• Data records:

--

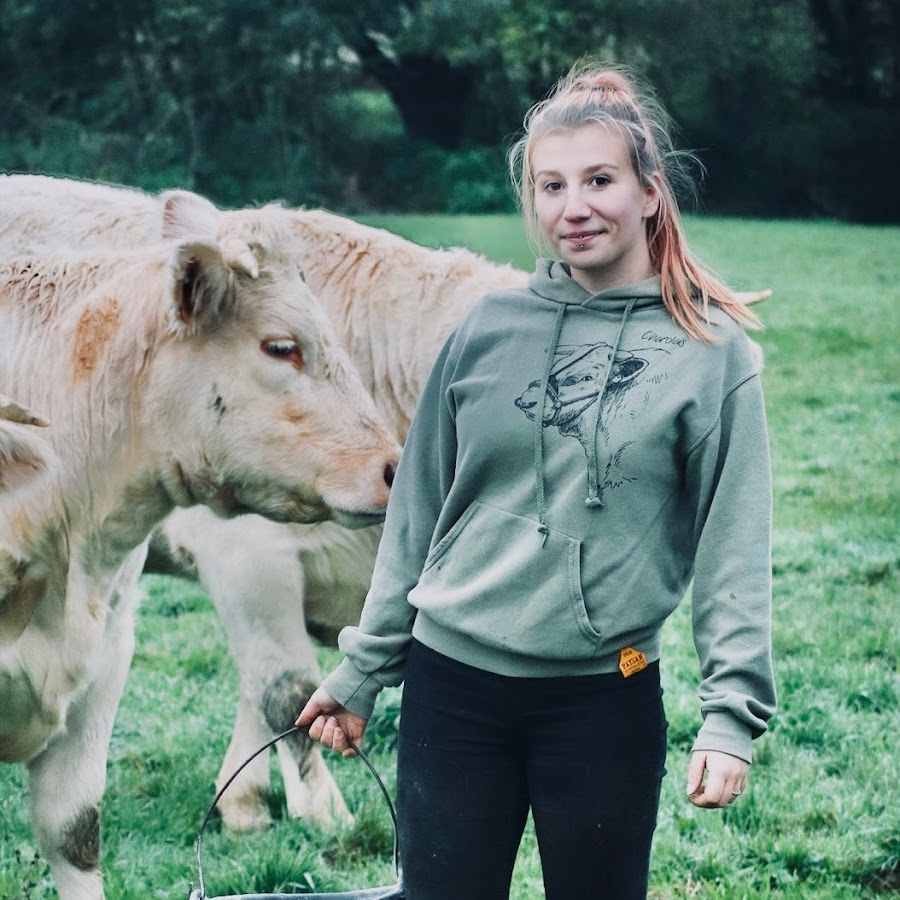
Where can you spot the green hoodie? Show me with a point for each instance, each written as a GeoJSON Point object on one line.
{"type": "Point", "coordinates": [545, 543]}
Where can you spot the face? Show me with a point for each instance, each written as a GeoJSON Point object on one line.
{"type": "Point", "coordinates": [591, 206]}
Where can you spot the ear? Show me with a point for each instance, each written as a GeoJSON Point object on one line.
{"type": "Point", "coordinates": [23, 457]}
{"type": "Point", "coordinates": [15, 412]}
{"type": "Point", "coordinates": [652, 196]}
{"type": "Point", "coordinates": [185, 213]}
{"type": "Point", "coordinates": [201, 285]}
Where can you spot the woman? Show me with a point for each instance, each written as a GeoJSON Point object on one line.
{"type": "Point", "coordinates": [583, 449]}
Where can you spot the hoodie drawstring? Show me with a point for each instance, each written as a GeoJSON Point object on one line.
{"type": "Point", "coordinates": [595, 489]}
{"type": "Point", "coordinates": [539, 424]}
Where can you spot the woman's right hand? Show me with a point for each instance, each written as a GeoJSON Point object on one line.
{"type": "Point", "coordinates": [331, 724]}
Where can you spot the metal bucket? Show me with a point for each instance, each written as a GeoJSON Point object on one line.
{"type": "Point", "coordinates": [388, 892]}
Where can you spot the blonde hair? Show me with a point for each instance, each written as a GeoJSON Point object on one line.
{"type": "Point", "coordinates": [604, 95]}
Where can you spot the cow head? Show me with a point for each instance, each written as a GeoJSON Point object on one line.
{"type": "Point", "coordinates": [260, 408]}
{"type": "Point", "coordinates": [575, 381]}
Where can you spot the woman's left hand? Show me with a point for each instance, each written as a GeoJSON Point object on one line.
{"type": "Point", "coordinates": [726, 778]}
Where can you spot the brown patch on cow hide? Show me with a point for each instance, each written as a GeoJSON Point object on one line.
{"type": "Point", "coordinates": [96, 328]}
{"type": "Point", "coordinates": [281, 703]}
{"type": "Point", "coordinates": [81, 839]}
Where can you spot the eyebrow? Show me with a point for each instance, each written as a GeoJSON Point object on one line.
{"type": "Point", "coordinates": [592, 168]}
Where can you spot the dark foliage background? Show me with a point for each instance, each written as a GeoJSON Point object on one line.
{"type": "Point", "coordinates": [792, 105]}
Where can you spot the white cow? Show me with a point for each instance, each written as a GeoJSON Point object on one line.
{"type": "Point", "coordinates": [393, 303]}
{"type": "Point", "coordinates": [198, 370]}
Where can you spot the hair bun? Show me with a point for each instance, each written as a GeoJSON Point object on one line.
{"type": "Point", "coordinates": [606, 81]}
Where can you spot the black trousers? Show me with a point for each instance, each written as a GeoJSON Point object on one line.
{"type": "Point", "coordinates": [585, 754]}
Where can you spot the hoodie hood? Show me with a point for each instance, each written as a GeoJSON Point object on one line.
{"type": "Point", "coordinates": [553, 281]}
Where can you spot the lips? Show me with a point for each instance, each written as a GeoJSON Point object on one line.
{"type": "Point", "coordinates": [580, 237]}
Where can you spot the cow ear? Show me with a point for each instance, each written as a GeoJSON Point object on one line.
{"type": "Point", "coordinates": [23, 457]}
{"type": "Point", "coordinates": [15, 412]}
{"type": "Point", "coordinates": [202, 286]}
{"type": "Point", "coordinates": [185, 213]}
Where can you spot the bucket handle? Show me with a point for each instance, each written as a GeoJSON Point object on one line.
{"type": "Point", "coordinates": [201, 894]}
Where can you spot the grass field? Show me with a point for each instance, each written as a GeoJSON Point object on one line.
{"type": "Point", "coordinates": [821, 818]}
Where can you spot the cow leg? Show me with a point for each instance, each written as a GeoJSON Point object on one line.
{"type": "Point", "coordinates": [255, 580]}
{"type": "Point", "coordinates": [68, 778]}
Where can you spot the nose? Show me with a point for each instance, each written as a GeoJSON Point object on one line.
{"type": "Point", "coordinates": [576, 206]}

--

• Work item: The required result is an exact repetition of the lines from the one containing "Where can you spot the nose?" through the last line of the data.

• Task response:
Where can you spot the nose? Show me with a point for each instance, each written as a GeoJSON Point object on one line.
{"type": "Point", "coordinates": [576, 206]}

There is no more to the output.